Records contained in a dataset:
========================================================================
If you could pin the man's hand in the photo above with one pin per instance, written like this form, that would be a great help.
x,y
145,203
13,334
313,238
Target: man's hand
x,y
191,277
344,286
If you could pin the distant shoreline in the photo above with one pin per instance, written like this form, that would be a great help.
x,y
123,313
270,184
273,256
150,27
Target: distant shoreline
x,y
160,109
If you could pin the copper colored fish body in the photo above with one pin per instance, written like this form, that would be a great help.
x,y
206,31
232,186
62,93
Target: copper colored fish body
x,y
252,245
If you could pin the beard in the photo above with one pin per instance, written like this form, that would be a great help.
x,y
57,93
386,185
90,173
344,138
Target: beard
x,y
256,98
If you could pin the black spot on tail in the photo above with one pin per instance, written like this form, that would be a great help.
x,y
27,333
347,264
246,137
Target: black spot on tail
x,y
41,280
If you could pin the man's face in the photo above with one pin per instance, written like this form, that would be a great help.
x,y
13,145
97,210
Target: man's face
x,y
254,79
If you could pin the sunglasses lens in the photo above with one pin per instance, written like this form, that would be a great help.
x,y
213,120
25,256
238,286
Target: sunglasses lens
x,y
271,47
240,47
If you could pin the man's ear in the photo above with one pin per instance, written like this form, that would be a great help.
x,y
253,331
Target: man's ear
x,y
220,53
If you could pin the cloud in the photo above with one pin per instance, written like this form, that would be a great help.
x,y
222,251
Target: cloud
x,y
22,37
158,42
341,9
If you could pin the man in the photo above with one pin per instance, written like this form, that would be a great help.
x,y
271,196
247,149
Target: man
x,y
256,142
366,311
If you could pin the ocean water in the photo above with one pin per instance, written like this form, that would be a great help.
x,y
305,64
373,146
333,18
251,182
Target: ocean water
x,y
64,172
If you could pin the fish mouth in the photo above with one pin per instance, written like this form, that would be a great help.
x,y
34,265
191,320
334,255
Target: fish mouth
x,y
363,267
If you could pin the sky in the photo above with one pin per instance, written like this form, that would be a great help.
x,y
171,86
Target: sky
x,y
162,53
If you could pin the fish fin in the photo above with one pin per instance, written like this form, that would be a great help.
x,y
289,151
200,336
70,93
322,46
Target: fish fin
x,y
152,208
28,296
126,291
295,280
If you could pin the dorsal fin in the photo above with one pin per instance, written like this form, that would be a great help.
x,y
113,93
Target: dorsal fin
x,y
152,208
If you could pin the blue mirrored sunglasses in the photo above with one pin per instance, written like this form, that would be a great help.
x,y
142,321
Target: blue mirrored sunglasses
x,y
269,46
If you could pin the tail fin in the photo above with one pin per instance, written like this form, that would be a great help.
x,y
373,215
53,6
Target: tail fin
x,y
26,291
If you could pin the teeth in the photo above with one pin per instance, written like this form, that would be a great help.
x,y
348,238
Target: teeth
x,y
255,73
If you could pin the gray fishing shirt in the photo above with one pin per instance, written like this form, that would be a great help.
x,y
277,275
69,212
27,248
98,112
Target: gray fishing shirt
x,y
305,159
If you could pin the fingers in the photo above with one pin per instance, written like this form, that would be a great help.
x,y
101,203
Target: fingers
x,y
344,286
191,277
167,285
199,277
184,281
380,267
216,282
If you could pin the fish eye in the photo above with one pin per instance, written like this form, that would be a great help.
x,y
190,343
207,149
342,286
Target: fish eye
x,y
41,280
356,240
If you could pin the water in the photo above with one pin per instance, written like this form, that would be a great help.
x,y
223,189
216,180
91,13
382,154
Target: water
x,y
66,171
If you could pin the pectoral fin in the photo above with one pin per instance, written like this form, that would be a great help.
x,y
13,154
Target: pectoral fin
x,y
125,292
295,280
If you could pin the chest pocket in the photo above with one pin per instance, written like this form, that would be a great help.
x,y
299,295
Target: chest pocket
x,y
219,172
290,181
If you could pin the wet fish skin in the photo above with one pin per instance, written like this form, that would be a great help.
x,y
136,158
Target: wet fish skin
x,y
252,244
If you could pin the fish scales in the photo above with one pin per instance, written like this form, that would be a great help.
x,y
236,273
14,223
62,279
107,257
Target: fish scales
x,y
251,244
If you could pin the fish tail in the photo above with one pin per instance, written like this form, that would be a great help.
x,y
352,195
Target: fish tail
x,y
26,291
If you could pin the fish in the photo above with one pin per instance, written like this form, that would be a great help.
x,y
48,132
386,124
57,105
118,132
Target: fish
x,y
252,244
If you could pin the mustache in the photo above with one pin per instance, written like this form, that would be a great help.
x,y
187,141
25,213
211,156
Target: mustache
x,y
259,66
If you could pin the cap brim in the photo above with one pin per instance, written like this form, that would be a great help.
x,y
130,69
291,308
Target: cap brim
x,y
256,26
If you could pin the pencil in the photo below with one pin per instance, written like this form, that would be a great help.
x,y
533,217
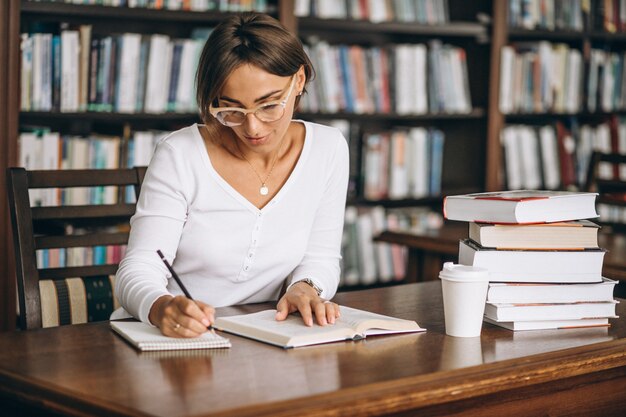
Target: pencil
x,y
177,279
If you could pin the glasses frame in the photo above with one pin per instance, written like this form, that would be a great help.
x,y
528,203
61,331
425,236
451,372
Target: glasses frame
x,y
283,103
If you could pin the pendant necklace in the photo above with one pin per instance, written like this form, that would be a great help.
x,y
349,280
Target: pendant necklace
x,y
263,190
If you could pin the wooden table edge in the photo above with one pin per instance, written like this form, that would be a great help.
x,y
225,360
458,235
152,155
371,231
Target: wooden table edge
x,y
399,395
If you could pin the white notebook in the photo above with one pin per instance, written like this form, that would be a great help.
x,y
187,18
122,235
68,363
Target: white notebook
x,y
146,338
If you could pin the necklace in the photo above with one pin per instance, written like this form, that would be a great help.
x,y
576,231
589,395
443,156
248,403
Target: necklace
x,y
263,190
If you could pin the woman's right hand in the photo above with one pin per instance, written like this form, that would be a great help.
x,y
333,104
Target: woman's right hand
x,y
181,317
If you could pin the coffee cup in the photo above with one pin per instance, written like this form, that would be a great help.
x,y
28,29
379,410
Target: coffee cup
x,y
464,290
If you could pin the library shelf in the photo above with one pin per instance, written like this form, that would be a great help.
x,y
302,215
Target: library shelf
x,y
452,29
476,113
52,11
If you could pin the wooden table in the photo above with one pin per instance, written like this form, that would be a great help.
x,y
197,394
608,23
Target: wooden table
x,y
87,370
429,249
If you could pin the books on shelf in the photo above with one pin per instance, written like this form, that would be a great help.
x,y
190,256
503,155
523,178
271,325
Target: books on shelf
x,y
575,266
540,76
575,234
518,292
353,324
185,5
550,324
520,206
410,79
365,262
565,311
548,14
126,73
409,11
144,337
402,163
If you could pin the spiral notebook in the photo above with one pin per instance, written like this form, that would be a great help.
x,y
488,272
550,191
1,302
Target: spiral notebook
x,y
147,338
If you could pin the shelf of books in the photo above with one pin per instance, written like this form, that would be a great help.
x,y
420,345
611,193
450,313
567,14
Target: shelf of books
x,y
94,92
395,78
562,93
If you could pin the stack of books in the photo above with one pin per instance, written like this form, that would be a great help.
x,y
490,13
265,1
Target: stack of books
x,y
544,262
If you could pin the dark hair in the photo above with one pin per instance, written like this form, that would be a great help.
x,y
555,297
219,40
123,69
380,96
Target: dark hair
x,y
247,38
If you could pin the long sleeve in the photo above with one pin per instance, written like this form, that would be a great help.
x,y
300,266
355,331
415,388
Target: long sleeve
x,y
321,261
157,224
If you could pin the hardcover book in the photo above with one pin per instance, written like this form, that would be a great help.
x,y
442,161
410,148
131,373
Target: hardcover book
x,y
353,324
565,311
514,292
578,234
521,206
550,324
534,265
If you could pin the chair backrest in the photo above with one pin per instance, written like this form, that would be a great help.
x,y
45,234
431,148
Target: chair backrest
x,y
67,255
604,176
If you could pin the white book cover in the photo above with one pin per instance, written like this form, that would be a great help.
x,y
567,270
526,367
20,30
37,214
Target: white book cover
x,y
51,142
377,11
520,206
602,143
512,163
405,79
420,75
83,70
532,312
302,8
367,255
383,250
517,293
418,166
70,51
398,169
574,81
549,157
330,77
158,74
549,324
128,72
26,46
534,265
529,154
144,148
185,95
38,70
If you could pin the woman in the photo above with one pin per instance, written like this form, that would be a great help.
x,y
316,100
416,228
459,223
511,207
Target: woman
x,y
246,203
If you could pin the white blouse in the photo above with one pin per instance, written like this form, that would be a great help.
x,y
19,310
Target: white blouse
x,y
226,250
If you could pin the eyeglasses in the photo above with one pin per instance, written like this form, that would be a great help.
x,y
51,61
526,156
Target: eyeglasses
x,y
267,112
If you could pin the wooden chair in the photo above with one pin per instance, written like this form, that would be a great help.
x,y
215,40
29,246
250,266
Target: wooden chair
x,y
611,192
71,294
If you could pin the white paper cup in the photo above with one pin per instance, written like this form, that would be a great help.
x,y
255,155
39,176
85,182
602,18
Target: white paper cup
x,y
464,294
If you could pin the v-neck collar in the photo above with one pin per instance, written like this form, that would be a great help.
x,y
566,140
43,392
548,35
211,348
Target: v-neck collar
x,y
238,196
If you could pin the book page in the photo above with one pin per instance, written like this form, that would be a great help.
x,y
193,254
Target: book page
x,y
292,332
367,323
264,326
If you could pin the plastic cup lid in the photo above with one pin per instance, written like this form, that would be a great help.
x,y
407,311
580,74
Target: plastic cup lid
x,y
463,273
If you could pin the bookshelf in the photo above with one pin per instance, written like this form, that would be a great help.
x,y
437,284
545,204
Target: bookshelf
x,y
589,36
473,157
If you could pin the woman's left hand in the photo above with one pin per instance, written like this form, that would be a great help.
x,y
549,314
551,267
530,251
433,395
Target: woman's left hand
x,y
303,298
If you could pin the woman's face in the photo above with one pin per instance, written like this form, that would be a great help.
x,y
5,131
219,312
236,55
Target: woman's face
x,y
249,87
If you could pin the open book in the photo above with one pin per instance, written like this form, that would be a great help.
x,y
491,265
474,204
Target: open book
x,y
147,338
353,324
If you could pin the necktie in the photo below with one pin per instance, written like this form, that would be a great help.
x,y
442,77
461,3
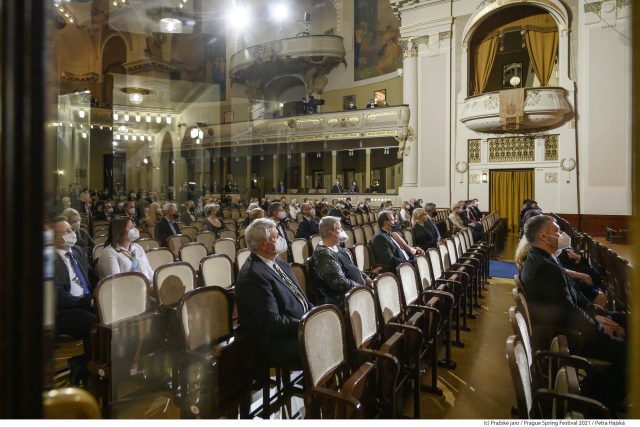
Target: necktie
x,y
79,274
135,265
292,287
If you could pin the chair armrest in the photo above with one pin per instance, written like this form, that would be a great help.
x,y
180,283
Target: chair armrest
x,y
595,408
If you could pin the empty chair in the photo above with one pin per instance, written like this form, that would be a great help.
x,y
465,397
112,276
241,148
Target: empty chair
x,y
369,343
206,238
97,251
351,240
332,389
225,246
315,239
368,232
214,381
160,256
227,234
180,269
241,256
175,242
193,253
300,250
217,270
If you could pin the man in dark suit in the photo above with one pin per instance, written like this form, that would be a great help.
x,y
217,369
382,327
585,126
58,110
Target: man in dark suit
x,y
270,300
557,307
167,226
388,253
308,227
74,307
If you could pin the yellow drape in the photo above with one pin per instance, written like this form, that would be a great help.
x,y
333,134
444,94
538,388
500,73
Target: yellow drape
x,y
485,55
542,47
508,189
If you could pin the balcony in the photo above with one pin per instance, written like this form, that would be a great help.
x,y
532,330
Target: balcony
x,y
386,122
544,108
310,57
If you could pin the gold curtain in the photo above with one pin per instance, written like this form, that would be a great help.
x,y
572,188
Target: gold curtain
x,y
542,47
485,55
508,190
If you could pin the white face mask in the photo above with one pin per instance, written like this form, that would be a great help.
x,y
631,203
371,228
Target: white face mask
x,y
70,239
564,241
281,245
133,234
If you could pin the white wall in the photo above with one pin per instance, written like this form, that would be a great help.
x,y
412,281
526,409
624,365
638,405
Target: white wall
x,y
604,125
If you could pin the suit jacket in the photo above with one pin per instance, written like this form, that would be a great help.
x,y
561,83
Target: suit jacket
x,y
268,310
63,282
307,228
163,231
553,301
425,235
456,221
386,253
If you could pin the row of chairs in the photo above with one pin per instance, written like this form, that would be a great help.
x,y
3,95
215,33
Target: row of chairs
x,y
548,383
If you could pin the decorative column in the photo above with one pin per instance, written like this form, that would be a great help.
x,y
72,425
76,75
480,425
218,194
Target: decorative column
x,y
367,169
303,170
248,184
410,97
275,171
334,168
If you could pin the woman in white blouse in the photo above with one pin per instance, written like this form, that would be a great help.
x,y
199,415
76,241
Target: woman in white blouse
x,y
120,254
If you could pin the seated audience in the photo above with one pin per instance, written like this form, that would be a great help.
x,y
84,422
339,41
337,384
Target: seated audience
x,y
84,240
212,223
120,254
269,298
333,273
424,231
387,252
167,225
308,226
74,303
557,307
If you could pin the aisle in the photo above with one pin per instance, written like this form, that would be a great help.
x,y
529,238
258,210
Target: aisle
x,y
480,386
========================================================================
WHAT THIS TASK INVOLVES
Only the lines with "below" are needed; find them in the records and copy each one.

REPLY TO THE TASK
If you could pin the pencil in the photo below with one pin per instance, written like this form, that would be a great help.
If you could pin the necktie in the photo below with one pin per instance, written like this form, that would be a great help.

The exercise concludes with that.